I’m really into how two separate words sound together. I’m not really sure what it means. I just like the imagery it conjures up. It’s quite ethereal, a little bit hopeful, to dream is a nice thing to do. I don’t think my music is necessarily dark- it has a mood and a tone. But then I also think it’s written to be enjoyed. So it’s about those who… I don’t know- I just really liked the two words. I wrote down a load of words on a pad and they just worked together.

I never usually ask about project names, so there must be something alluring about it. 

I do think that being open to interpretation and having a slightly cryptic nature to things is quite cool. I’m not really like someone who wants to put myself front and centre of stuff. I want people to know about what I do and it means the world to me when I get reactions. Music is a huge part of who I am but I quite like some bits being left open to interpretation.

Nice… So seven out of eight tracks are collaborations, why do you like collaborating so much?

In terms of the vocalist collabs, it was just that those were the people who I really wanted to work with and they came together quite organically. I was just reaching out to people, for example, Gardna worked well. I thought Luke would be really interesting because his style is quite different to what is associated with myself. Killa P was someone I’ve wanted to work with for ages as well as Riko Dan. Those tracks came together easily. I feel like my music is quite stripped back and simplistic, so I feel like vocalists add a real melodic extra layer.

I alluded to it earlier but I just sat there and was like, “What is the best collection of stuff I’ve got? What’s been going down in clubs? What have I sent to people and they say this is really cool?” Those are the tracks I was like, okay, let’s just put this together.

GIVEN DATA »
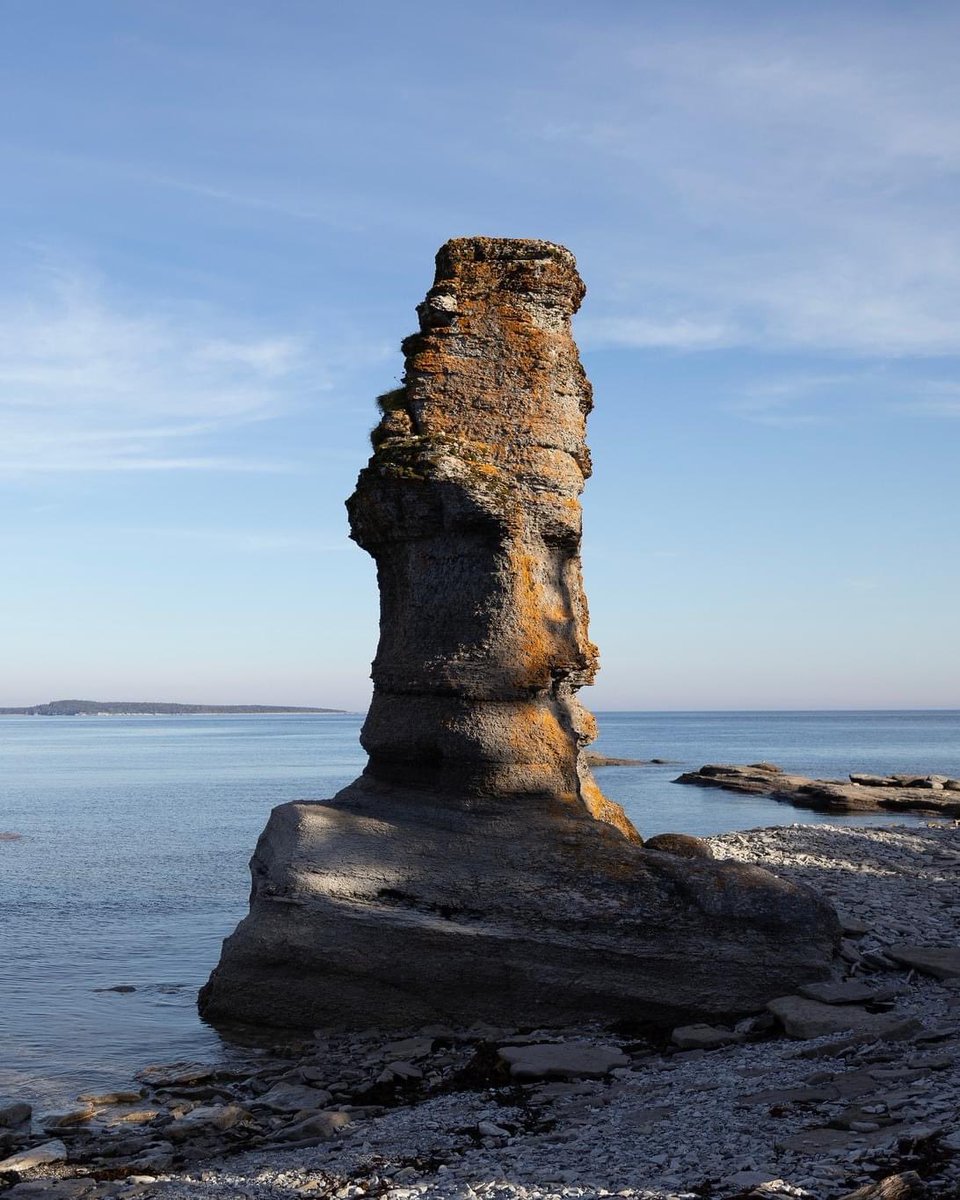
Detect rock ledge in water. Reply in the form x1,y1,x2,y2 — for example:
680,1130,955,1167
---
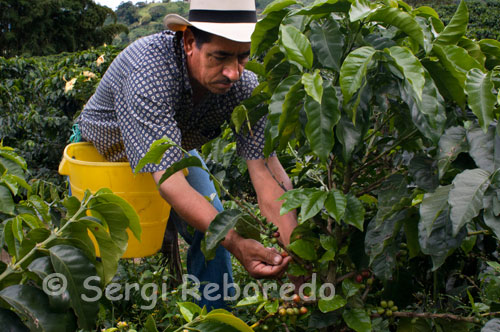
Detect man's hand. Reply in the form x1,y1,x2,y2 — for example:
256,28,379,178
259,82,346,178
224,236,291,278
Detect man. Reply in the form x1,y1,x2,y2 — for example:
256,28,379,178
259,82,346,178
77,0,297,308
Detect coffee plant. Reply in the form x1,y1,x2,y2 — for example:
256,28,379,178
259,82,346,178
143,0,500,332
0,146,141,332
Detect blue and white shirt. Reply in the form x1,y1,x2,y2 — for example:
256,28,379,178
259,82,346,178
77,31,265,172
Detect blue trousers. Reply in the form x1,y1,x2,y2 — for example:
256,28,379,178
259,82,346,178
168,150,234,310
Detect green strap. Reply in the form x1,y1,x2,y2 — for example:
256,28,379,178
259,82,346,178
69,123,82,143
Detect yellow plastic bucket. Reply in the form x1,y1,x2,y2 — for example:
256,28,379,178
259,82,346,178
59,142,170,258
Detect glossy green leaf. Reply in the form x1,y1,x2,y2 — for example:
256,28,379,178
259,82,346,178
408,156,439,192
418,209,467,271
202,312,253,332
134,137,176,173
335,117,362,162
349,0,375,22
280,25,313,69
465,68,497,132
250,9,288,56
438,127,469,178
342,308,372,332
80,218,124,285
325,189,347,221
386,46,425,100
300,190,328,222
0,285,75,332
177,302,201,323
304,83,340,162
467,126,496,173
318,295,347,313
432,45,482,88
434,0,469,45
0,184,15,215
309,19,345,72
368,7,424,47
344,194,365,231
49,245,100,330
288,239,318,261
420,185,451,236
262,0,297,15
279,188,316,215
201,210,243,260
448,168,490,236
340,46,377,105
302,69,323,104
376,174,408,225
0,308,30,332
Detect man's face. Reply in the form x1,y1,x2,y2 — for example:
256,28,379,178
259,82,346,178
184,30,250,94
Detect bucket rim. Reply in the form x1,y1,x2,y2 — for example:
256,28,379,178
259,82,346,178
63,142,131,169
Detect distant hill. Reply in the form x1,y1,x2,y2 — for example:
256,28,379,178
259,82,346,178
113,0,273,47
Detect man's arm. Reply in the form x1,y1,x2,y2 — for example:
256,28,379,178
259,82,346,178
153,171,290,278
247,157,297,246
==
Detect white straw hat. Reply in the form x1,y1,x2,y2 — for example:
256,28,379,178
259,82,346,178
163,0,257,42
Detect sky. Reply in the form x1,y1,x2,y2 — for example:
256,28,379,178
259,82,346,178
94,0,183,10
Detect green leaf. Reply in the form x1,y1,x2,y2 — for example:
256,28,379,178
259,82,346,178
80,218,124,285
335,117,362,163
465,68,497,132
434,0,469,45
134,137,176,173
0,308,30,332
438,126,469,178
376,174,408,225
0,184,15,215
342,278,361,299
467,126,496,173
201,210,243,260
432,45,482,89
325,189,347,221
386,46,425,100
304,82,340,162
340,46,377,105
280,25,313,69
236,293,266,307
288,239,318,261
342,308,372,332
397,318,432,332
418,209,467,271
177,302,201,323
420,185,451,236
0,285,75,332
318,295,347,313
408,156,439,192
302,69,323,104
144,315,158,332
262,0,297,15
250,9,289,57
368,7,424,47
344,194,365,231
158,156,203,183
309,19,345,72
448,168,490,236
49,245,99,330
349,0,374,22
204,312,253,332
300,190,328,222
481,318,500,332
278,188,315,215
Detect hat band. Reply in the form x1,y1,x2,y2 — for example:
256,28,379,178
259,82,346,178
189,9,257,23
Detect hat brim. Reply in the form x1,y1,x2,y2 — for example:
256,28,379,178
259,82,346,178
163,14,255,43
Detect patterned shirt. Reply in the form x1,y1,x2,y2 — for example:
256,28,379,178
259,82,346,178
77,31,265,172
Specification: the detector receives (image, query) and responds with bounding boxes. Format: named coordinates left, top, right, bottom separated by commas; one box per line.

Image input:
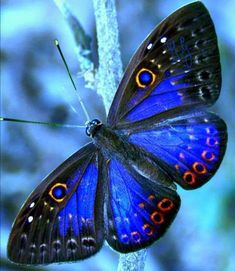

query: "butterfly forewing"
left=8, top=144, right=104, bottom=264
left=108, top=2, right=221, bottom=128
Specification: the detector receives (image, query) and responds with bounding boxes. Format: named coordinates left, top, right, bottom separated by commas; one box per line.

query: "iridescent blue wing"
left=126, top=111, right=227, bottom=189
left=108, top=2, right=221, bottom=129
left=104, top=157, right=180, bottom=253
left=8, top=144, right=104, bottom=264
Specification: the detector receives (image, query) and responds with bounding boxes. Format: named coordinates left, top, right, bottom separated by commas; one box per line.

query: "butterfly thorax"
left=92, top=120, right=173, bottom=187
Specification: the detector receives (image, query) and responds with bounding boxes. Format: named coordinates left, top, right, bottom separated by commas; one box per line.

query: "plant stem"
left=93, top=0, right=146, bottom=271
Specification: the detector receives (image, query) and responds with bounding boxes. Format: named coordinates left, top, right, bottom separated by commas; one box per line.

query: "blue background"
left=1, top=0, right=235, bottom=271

SHORT TASK »
Reproduce the interview excerpt from above word for word, in full.

RESPONSE TO THIS EXERCISE »
I’m really into how two separate words sound together. I’m not really sure what it means. I just like the imagery it conjures up. It’s quite ethereal, a little bit hopeful, to dream is a nice thing to do. I don’t think my music is necessarily dark- it has a mood and a tone. But then I also think it’s written to be enjoyed. So it’s about those who… I don’t know- I just really liked the two words. I wrote down a load of words on a pad and they just worked together.

I never usually ask about project names, so there must be something alluring about it. 

I do think that being open to interpretation and having a slightly cryptic nature to things is quite cool. I’m not really like someone who wants to put myself front and centre of stuff. I want people to know about what I do and it means the world to me when I get reactions. Music is a huge part of who I am but I quite like some bits being left open to interpretation.

Nice… So seven out of eight tracks are collaborations, why do you like collaborating so much?

In terms of the vocalist collabs, it was just that those were the people who I really wanted to work with and they came together quite organically. I was just reaching out to people, for example, Gardna worked well. I thought Luke would be really interesting because his style is quite different to what is associated with myself. Killa P was someone I’ve wanted to work with for ages as well as Riko Dan. Those tracks came together easily. I feel like my music is quite stripped back and simplistic, so I feel like vocalists add a real melodic extra layer.

I alluded to it earlier but I just sat there and was like, “What is the best collection of stuff I’ve got? What’s been going down in clubs? What have I sent to people and they say this is really cool?” Those are the tracks I was like, okay, let’s just put this together.